PROBLEM REQUIREMENTS
Using the records below, transcribe word for word the stretch from the line that contains "Reviewer note: confirm that every instance of the wooden step" through the line that contains "Reviewer note: confirm that every instance of the large", both end lines included, and nothing else.

TASK DATA
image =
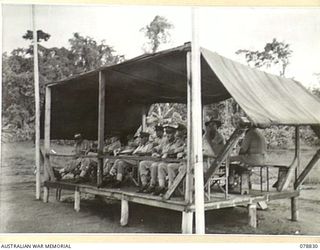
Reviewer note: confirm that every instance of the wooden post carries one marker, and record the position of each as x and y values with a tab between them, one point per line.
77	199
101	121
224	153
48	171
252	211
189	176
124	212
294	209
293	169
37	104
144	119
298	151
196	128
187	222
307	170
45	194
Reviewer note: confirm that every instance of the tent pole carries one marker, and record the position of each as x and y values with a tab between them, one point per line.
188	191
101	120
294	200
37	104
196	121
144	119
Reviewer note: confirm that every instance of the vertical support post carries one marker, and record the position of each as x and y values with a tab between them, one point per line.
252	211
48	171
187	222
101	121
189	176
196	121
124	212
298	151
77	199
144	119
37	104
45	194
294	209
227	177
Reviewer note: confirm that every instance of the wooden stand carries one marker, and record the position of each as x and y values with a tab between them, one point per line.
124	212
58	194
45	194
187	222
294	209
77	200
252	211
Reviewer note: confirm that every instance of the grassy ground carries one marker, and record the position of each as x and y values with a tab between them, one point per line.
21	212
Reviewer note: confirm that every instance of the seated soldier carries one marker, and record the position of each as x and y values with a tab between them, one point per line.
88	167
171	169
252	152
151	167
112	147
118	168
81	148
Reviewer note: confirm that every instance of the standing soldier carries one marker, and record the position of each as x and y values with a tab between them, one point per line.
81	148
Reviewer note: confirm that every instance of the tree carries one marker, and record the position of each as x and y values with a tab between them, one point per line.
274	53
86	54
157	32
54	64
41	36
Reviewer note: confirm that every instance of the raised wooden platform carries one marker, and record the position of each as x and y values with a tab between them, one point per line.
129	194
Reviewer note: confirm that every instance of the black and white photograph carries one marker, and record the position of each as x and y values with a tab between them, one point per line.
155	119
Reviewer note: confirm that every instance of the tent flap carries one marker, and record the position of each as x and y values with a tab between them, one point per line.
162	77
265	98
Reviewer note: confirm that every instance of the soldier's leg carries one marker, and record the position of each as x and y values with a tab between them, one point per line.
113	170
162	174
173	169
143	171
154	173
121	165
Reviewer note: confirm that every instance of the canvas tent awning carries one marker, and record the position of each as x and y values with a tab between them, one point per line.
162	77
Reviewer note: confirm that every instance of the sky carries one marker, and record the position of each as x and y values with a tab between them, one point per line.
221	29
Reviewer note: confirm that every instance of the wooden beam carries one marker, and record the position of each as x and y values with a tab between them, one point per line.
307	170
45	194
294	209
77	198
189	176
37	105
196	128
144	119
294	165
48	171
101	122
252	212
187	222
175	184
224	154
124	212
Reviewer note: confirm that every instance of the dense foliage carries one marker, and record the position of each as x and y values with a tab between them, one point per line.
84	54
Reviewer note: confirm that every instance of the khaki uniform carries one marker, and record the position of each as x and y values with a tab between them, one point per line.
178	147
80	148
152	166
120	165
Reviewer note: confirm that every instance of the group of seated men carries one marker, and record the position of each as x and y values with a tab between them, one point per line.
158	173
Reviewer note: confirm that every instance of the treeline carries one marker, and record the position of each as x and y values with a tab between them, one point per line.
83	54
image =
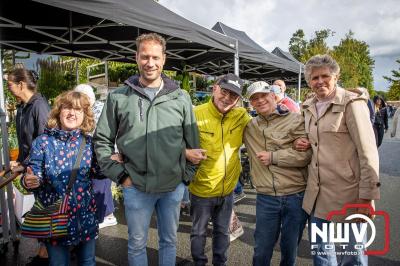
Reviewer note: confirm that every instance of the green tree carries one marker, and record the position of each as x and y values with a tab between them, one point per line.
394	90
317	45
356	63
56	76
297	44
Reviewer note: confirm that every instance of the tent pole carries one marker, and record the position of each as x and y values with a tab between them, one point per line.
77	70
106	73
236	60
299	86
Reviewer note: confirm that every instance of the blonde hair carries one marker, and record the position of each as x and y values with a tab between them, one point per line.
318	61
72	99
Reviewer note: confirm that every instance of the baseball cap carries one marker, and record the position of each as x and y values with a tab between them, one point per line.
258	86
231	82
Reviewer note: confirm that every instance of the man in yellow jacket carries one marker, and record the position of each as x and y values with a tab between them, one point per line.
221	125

...

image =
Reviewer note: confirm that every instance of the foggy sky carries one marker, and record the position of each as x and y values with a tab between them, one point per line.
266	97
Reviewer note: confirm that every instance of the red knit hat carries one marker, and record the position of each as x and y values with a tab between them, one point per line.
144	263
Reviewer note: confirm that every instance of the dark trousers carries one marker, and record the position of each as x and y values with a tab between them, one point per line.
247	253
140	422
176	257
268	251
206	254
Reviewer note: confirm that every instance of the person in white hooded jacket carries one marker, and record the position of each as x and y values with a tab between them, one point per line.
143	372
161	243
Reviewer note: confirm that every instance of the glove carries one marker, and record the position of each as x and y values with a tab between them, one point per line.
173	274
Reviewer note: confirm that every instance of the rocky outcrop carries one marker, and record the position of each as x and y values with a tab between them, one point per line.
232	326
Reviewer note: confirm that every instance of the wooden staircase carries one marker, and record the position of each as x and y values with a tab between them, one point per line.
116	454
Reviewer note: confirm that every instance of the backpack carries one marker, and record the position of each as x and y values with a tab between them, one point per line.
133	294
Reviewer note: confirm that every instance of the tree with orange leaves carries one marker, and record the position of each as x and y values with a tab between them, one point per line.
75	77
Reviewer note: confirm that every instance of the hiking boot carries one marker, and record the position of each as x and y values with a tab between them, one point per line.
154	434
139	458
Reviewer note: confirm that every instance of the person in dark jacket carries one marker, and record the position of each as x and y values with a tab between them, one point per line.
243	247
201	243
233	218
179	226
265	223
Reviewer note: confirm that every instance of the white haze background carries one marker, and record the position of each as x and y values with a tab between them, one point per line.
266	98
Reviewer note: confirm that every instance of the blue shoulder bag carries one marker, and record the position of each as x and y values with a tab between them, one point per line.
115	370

...

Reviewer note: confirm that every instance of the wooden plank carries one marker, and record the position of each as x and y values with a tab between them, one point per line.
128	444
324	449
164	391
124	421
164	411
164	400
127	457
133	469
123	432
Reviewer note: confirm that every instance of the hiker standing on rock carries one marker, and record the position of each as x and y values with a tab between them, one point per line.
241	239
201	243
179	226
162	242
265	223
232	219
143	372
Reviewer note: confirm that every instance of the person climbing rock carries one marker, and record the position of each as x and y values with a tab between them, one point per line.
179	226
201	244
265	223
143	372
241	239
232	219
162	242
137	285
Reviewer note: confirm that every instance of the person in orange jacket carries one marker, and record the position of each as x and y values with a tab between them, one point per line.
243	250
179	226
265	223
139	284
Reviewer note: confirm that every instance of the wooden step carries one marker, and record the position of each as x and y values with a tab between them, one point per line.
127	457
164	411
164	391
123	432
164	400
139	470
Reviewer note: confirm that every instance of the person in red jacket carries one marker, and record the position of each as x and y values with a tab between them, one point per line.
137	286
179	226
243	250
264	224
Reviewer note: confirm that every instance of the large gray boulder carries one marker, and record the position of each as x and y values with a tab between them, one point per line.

ANSWER BOX
Reviewer note: confirm that every instance of the wooden step carries one marker, and record the position of each as x and y values with a tab between them, one point per line.
127	457
164	411
164	391
123	432
164	400
139	470
Reviewer note: confirm that every instance of the person in red jacket carries one marker, and record the position of each as x and y values with a tab between them, one point per line.
137	286
179	226
243	250
264	224
Reviewer note: confirm that every instance of the large gray boulder carries one marker, and record the position of each as x and y values with a tab between them, one point per line.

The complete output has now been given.